-- Start --
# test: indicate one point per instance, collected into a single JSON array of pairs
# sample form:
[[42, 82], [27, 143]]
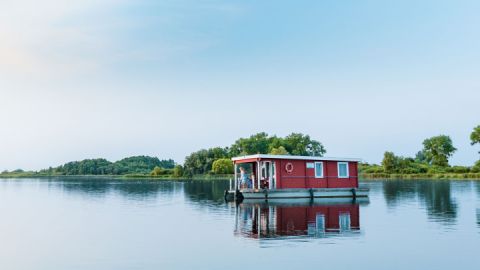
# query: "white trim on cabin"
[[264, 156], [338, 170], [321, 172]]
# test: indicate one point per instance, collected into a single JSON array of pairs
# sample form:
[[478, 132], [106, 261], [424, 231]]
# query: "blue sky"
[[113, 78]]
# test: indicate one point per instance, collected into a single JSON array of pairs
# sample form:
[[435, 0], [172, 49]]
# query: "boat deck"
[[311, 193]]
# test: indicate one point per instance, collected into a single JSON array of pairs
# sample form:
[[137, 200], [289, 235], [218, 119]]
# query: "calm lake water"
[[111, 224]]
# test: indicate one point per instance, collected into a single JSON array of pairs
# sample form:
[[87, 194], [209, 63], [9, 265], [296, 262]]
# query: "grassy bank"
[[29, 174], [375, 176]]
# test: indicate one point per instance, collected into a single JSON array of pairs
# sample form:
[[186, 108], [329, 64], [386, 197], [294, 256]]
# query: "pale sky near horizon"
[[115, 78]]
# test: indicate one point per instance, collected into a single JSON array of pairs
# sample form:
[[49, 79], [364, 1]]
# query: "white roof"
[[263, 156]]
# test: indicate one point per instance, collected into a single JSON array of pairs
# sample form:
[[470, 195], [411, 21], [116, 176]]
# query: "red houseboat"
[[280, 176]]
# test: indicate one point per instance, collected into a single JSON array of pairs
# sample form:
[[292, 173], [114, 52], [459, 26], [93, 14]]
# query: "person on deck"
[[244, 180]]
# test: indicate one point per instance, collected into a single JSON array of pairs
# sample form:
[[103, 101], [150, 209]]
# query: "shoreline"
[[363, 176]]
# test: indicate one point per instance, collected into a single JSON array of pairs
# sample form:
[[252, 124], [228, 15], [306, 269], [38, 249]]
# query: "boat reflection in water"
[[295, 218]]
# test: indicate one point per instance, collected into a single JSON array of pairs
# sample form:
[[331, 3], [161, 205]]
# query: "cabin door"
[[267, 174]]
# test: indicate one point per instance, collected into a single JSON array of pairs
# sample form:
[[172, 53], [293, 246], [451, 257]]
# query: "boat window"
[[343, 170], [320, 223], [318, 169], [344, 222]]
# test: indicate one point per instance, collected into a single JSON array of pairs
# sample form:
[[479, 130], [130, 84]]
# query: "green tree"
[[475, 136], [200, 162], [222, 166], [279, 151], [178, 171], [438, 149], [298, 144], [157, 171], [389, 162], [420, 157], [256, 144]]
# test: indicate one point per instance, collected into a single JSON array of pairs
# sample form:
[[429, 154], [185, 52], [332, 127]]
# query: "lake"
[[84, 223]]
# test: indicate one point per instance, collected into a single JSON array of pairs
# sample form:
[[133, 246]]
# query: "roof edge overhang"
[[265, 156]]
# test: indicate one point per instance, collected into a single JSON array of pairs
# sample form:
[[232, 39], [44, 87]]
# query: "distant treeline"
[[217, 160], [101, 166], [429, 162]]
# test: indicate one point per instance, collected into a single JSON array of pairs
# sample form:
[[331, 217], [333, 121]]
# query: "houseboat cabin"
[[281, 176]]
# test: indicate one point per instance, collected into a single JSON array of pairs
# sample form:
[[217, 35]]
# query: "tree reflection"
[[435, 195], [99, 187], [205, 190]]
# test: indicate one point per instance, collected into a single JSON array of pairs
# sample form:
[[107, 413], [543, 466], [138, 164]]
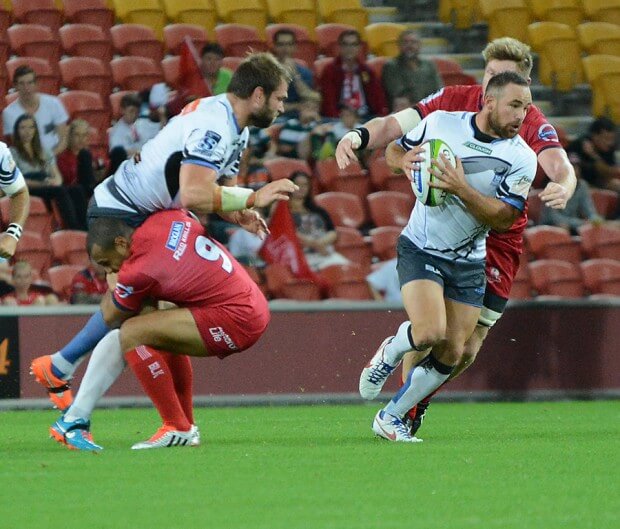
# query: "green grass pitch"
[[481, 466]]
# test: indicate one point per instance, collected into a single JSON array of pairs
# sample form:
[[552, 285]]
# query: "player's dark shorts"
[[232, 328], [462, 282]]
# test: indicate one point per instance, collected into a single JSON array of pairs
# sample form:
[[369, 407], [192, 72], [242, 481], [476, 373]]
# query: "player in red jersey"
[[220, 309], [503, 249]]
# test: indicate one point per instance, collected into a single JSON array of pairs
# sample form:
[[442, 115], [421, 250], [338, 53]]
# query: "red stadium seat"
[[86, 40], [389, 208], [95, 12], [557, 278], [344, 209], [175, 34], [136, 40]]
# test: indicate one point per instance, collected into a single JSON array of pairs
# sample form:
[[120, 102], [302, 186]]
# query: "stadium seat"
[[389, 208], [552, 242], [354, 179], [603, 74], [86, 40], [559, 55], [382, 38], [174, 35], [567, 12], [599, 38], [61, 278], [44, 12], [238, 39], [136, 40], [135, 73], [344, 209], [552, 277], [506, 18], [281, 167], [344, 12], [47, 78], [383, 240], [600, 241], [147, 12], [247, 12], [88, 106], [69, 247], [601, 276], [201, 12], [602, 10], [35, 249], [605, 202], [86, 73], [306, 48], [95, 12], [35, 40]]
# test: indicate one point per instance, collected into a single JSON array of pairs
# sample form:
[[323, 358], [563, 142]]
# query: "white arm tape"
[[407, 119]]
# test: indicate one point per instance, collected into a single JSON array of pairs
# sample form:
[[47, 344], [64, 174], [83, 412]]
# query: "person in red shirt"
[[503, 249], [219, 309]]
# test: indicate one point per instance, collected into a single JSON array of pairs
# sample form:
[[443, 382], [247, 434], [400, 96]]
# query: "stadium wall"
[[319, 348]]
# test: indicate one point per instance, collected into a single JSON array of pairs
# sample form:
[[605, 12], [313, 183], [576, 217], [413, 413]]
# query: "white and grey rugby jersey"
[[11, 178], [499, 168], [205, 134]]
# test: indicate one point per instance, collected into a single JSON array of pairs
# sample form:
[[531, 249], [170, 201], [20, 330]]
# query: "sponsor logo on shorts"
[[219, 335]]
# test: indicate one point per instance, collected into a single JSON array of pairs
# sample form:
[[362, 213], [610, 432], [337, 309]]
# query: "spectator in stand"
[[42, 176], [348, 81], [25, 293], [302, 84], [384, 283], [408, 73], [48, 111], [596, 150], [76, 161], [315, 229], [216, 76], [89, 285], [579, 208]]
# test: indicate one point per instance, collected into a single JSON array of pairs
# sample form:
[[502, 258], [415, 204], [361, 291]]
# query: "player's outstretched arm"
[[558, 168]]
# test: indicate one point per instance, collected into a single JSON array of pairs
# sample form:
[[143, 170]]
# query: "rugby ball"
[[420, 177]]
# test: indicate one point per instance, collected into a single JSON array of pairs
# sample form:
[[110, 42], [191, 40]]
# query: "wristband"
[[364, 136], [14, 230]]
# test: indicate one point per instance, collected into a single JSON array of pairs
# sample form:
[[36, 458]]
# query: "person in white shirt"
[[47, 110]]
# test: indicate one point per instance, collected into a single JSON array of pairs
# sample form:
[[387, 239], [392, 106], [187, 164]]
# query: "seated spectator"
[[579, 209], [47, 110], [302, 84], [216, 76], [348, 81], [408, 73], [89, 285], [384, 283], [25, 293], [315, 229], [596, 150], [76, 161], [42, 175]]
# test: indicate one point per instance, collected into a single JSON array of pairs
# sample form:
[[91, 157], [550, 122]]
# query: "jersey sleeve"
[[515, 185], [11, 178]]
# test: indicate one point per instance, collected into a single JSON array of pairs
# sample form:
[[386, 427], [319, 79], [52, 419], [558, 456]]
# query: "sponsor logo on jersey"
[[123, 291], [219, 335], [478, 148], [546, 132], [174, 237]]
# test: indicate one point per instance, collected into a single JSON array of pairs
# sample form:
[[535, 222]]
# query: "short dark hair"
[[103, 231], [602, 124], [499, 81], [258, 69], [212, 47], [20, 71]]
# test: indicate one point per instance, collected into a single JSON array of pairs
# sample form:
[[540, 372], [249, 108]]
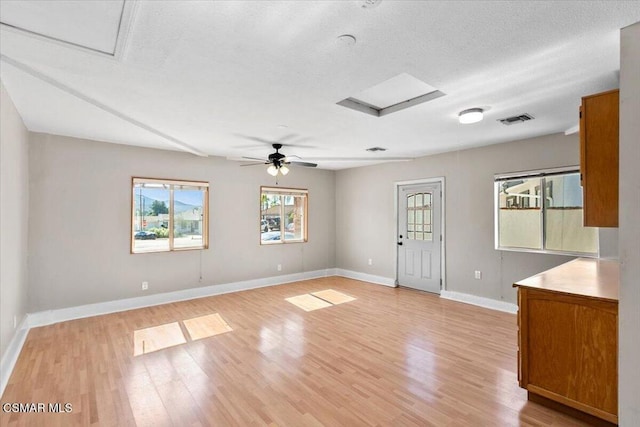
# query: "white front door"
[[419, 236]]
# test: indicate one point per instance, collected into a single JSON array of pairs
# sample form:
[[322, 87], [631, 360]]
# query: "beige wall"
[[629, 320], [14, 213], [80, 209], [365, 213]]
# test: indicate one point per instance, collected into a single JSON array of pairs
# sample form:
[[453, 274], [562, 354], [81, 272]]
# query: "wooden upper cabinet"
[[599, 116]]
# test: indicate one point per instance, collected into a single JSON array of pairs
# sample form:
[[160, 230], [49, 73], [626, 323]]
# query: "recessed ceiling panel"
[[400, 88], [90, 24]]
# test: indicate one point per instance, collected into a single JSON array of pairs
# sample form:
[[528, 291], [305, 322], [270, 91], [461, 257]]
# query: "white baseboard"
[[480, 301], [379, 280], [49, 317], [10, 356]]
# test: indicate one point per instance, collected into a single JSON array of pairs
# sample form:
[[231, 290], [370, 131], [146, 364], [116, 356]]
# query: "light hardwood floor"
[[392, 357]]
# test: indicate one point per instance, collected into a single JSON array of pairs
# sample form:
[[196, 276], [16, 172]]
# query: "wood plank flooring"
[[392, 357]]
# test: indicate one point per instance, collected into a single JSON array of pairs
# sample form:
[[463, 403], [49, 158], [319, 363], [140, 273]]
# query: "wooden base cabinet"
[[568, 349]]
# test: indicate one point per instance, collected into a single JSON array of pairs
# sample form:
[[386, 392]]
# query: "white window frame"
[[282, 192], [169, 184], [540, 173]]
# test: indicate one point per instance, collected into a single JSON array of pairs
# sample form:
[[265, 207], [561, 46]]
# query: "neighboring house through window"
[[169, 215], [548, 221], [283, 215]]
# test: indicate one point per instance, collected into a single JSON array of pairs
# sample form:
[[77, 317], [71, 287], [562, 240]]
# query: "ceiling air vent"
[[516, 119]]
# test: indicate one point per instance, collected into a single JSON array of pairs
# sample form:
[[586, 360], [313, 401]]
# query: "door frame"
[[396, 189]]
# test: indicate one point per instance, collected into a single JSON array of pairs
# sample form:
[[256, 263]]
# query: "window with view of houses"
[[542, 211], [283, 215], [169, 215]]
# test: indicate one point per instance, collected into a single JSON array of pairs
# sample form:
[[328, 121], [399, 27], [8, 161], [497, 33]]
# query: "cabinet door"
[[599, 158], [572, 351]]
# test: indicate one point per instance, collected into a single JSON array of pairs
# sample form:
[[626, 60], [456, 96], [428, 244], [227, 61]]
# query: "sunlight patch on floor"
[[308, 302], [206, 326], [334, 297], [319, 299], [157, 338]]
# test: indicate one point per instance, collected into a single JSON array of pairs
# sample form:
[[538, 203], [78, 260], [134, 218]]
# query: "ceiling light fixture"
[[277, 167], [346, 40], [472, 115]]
-- End --
Find every line in the listing above that contains the word "door" and copy each one in full. Case counts.

● Solution
# query: "cabin door"
# query: "white front door"
# query: "door frame"
# query: "cabinet door"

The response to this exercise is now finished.